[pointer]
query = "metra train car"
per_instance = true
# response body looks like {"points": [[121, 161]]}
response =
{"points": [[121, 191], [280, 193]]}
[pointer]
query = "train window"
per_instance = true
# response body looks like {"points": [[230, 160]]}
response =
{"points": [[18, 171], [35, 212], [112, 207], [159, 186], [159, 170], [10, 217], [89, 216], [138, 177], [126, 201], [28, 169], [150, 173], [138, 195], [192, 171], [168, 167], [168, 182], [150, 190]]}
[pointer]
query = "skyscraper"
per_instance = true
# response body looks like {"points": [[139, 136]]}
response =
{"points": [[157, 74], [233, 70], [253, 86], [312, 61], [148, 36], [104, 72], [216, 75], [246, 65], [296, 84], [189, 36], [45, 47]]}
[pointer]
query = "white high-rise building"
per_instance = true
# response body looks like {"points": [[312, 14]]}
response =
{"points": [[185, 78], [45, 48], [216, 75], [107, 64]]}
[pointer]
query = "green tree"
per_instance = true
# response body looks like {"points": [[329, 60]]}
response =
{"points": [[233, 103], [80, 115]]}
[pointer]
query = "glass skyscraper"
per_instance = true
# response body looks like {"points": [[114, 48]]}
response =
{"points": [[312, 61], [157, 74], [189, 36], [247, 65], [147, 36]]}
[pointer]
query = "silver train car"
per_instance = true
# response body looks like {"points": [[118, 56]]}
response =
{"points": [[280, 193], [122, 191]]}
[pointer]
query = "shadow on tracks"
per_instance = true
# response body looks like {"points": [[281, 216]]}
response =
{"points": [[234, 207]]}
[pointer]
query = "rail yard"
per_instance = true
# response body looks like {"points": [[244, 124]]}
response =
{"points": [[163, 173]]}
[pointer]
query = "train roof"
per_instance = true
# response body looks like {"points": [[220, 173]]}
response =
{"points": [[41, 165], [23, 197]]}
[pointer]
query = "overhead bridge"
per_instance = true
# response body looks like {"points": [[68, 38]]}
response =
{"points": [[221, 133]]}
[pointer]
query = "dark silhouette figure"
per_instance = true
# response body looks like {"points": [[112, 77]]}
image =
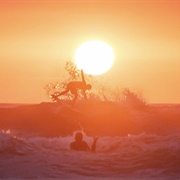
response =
{"points": [[73, 88], [80, 145]]}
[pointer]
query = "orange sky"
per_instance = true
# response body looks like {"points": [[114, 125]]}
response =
{"points": [[38, 37]]}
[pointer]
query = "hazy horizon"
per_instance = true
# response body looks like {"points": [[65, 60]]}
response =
{"points": [[38, 37]]}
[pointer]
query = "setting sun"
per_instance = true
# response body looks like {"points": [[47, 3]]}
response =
{"points": [[94, 57]]}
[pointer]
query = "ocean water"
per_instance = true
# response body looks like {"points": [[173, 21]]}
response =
{"points": [[143, 156], [150, 150]]}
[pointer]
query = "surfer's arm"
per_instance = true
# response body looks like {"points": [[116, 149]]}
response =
{"points": [[84, 94], [93, 147], [82, 76]]}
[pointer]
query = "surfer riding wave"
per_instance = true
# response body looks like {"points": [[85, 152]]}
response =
{"points": [[73, 87]]}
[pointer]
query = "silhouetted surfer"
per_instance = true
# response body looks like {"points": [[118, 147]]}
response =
{"points": [[80, 145], [73, 88]]}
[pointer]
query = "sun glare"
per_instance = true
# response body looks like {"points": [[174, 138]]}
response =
{"points": [[94, 57]]}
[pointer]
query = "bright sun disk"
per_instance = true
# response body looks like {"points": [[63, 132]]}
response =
{"points": [[94, 57]]}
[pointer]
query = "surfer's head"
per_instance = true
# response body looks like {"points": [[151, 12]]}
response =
{"points": [[88, 86], [78, 136]]}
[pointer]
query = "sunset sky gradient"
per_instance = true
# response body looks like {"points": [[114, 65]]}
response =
{"points": [[38, 37]]}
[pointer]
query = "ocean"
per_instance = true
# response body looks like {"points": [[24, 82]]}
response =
{"points": [[134, 143]]}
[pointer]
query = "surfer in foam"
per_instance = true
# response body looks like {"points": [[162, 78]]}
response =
{"points": [[73, 87], [80, 145]]}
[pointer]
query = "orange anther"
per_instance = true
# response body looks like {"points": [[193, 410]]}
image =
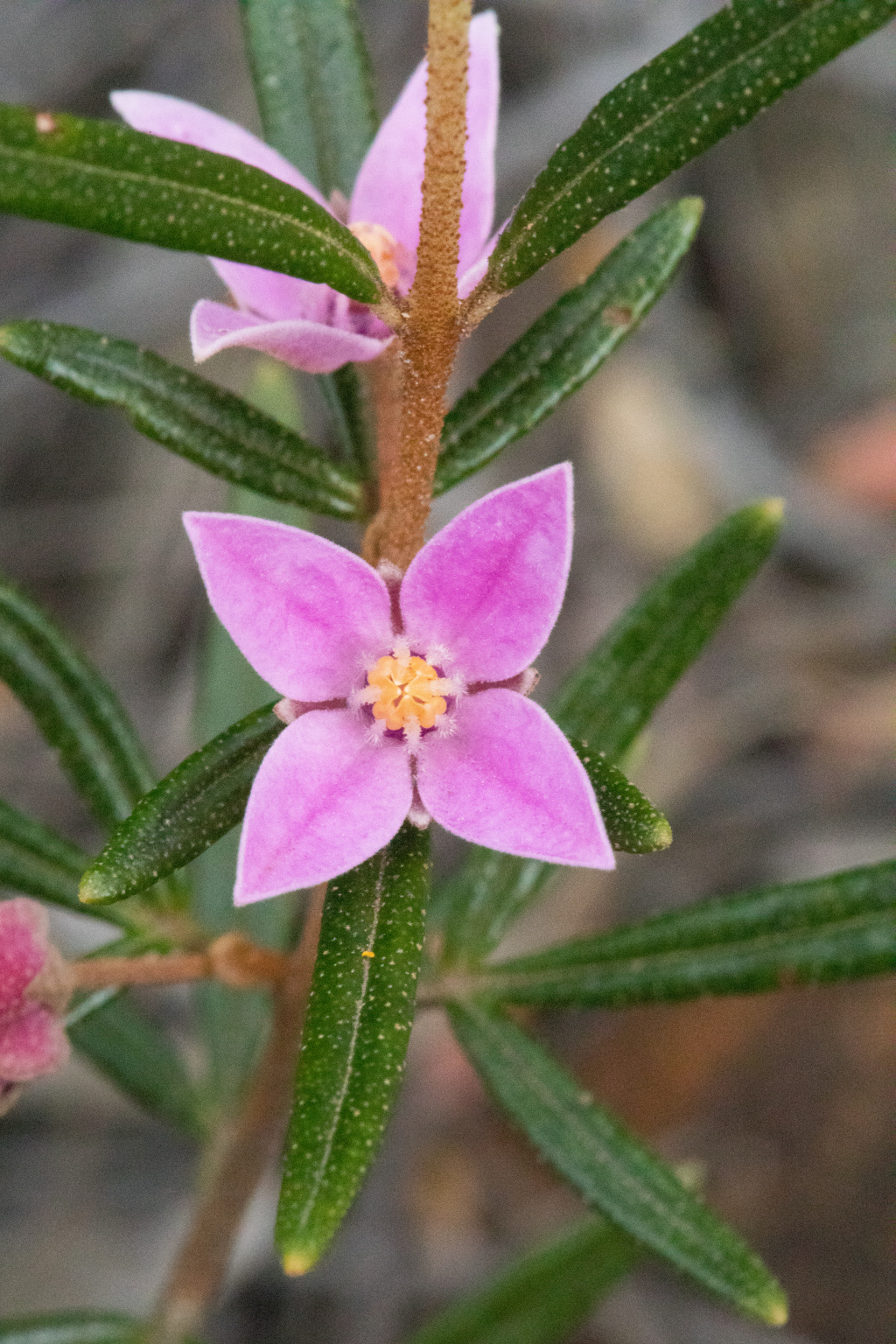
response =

□ □ □ □ □

- _WHAT TO PRODUCE_: Copy out each line of the material above that contains the string "skyscraper".

- _SOLUTION_:
query = "skyscraper"
query = "glass skyscraper"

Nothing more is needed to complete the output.